## begin

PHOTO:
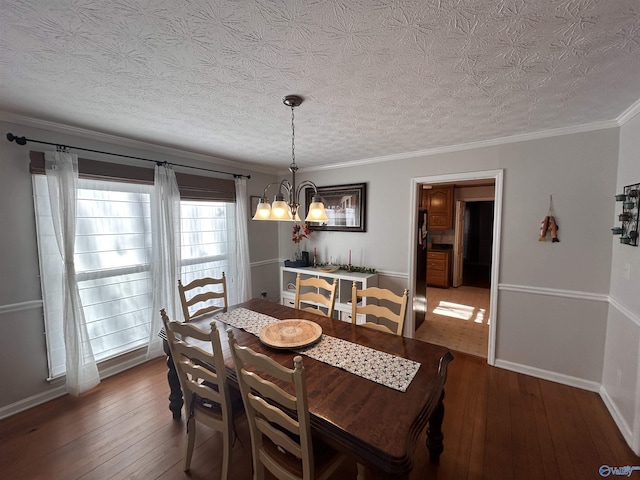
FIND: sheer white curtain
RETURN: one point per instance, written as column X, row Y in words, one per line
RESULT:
column 62, row 178
column 243, row 265
column 165, row 228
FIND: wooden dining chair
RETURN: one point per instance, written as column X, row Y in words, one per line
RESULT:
column 317, row 293
column 279, row 422
column 389, row 309
column 203, row 295
column 206, row 392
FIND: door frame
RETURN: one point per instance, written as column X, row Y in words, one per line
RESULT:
column 497, row 176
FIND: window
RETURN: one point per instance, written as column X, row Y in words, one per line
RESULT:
column 113, row 255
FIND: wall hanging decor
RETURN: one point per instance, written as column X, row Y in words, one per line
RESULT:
column 549, row 225
column 345, row 207
column 628, row 229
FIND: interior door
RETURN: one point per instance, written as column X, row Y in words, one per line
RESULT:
column 458, row 243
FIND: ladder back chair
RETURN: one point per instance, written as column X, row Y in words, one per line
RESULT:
column 279, row 422
column 206, row 392
column 388, row 320
column 202, row 293
column 323, row 294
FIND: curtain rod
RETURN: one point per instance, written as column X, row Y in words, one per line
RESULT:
column 23, row 141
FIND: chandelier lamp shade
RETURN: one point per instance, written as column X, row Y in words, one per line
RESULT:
column 287, row 201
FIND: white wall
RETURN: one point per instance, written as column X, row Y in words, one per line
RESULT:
column 621, row 375
column 553, row 293
column 21, row 317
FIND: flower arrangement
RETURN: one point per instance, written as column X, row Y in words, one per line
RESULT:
column 300, row 232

## end

Reproduce only the lines starting with the line that contains "FIND: chandelier lamp shade" and going on through the line that contains "column 21, row 317", swapping "white wall" for "plain wall" and keeping everything else unchanged.

FIND: chandelier lamp shade
RETURN: one point per instance, written as column X, row Y in words, one per line
RESULT:
column 287, row 201
FIND: plain wall
RETURN: one point per instance, written as column X, row Y in words, one per line
RESULT:
column 621, row 375
column 553, row 293
column 21, row 317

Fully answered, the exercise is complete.